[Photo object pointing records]

--*--

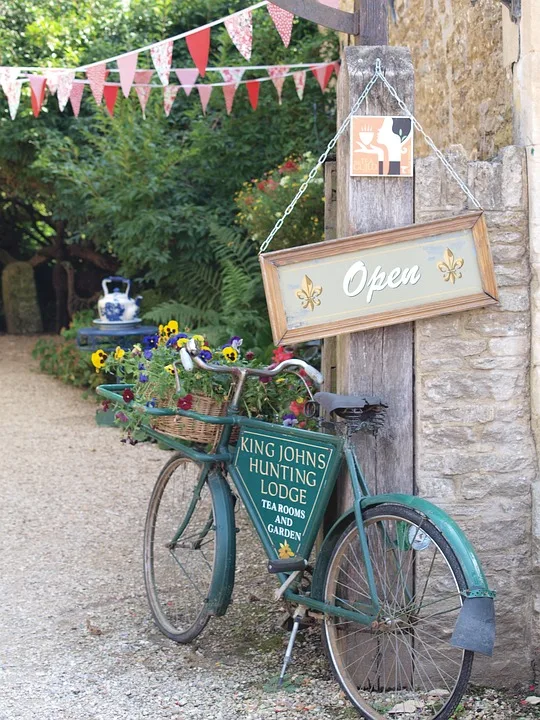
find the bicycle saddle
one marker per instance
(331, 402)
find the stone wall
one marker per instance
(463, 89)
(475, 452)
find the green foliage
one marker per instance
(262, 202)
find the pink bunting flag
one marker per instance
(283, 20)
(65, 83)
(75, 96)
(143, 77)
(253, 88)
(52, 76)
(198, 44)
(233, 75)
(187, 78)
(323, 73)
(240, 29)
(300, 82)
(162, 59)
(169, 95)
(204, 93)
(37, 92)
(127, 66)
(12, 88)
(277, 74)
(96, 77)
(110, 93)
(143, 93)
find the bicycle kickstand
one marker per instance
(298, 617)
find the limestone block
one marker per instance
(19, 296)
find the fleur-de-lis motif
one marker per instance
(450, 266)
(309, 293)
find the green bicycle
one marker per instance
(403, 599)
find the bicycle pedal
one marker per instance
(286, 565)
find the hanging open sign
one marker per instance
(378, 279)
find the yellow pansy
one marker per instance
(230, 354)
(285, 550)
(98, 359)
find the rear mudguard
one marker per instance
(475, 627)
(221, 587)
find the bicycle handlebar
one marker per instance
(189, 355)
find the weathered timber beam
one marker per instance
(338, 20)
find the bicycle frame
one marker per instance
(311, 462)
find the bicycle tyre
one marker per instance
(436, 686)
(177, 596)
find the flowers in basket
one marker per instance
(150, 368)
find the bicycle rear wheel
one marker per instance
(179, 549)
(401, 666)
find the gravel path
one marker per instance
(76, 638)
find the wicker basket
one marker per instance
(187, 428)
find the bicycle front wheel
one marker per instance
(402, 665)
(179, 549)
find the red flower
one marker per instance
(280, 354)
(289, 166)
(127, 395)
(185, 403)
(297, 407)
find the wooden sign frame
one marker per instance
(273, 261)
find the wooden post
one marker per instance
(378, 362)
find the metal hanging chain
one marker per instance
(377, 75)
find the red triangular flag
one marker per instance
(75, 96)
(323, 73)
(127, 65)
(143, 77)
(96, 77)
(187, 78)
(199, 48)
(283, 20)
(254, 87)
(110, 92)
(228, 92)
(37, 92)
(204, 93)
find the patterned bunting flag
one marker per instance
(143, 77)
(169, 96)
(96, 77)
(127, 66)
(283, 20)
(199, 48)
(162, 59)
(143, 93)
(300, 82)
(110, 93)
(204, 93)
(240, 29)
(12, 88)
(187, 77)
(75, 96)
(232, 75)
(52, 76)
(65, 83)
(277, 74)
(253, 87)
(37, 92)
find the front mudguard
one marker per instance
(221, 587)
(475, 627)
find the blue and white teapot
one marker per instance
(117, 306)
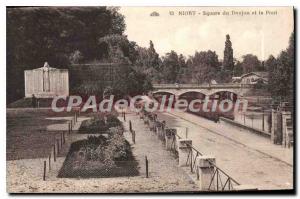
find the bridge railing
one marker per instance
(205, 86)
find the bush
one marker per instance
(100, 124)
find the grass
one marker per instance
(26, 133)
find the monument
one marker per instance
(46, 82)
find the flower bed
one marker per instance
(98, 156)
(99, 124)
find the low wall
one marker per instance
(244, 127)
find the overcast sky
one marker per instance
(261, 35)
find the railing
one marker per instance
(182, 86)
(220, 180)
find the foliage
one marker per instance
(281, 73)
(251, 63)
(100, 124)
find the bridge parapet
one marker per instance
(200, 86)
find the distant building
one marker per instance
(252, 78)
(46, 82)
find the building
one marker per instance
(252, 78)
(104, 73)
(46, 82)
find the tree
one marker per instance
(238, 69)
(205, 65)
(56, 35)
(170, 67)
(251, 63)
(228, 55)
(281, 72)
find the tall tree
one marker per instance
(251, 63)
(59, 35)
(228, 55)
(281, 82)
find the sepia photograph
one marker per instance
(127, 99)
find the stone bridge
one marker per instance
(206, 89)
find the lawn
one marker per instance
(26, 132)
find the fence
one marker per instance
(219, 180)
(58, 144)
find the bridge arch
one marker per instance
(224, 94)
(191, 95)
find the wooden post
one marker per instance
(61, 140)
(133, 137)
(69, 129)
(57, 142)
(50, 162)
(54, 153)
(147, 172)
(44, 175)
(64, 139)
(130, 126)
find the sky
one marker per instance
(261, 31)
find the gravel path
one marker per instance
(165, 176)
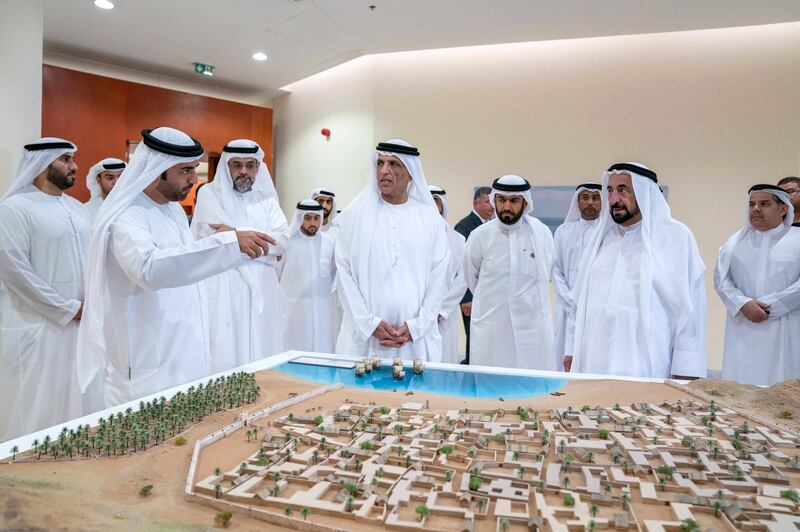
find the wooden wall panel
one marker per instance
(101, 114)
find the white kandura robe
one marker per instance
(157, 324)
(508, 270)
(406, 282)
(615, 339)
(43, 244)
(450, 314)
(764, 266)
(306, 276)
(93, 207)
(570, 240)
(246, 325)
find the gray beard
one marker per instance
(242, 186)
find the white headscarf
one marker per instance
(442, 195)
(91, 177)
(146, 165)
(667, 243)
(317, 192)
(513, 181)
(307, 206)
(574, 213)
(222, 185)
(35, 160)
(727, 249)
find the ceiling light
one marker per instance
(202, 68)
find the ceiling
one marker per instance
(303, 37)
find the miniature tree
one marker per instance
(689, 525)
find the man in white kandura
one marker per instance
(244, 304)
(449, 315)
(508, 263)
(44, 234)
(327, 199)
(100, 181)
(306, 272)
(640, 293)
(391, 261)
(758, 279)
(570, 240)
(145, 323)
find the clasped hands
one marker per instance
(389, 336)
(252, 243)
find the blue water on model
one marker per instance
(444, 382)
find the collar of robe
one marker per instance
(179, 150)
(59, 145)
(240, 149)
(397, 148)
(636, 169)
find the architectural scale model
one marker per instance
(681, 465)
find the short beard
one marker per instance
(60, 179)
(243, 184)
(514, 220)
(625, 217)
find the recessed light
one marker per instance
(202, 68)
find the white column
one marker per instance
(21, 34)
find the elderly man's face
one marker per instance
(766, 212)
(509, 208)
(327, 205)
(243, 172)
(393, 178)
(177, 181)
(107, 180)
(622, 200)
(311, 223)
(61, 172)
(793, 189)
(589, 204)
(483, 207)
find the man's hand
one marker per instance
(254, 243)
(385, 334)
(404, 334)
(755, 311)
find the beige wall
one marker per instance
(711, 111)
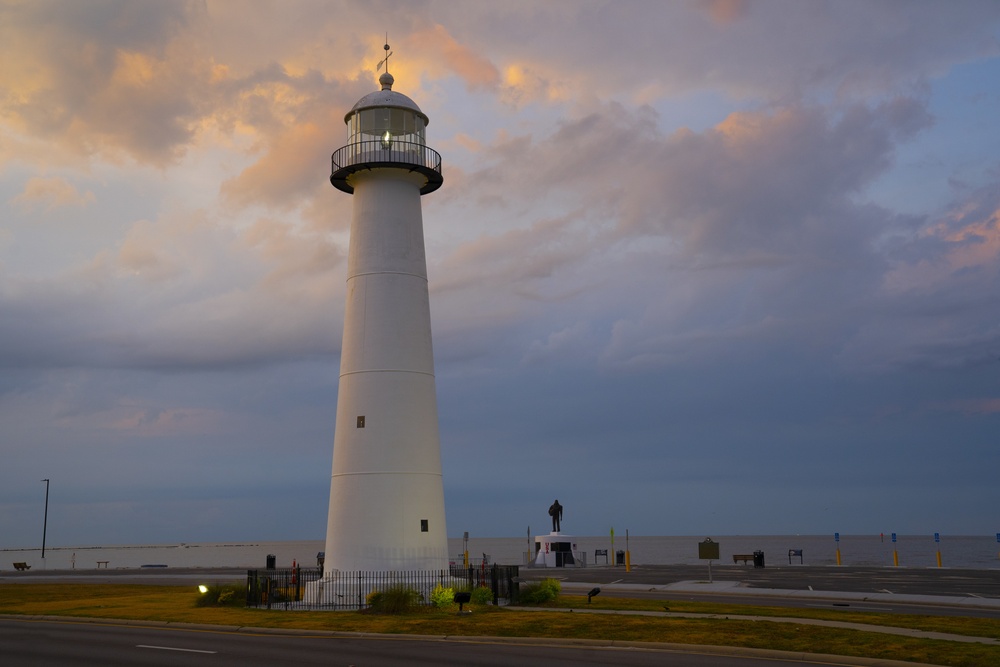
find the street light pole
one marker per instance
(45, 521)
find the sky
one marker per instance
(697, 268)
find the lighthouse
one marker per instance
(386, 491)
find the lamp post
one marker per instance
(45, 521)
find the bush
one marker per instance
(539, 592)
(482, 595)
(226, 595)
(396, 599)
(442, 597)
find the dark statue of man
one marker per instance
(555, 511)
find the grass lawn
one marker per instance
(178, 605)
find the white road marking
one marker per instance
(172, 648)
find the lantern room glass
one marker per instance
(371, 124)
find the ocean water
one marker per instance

--*--

**AIM OF THE EXERCISE**
Please retype the lines from the one that contains "find the beige wall" to the final line of the records, both included, exactly as written and without any pictures.

**SOLUTION TO THIS PROBLEM**
find the beige wall
one marker per instance
(711, 111)
find the street light pole
one marker per instance
(45, 521)
find the sky
one marker per instance
(697, 268)
find the lighthouse
one marker per instance
(386, 491)
find the lamp post
one marker per instance
(45, 521)
find the bush
one marker per instance
(539, 592)
(482, 595)
(226, 595)
(396, 599)
(442, 597)
find the dark statue of man
one marker per instance
(555, 511)
find the grass lawn
one marker per instance
(178, 605)
find the white road marking
one marker per instance
(172, 648)
find the lantern room glass
one marker per instance
(371, 124)
find the ocean water
one marker per instance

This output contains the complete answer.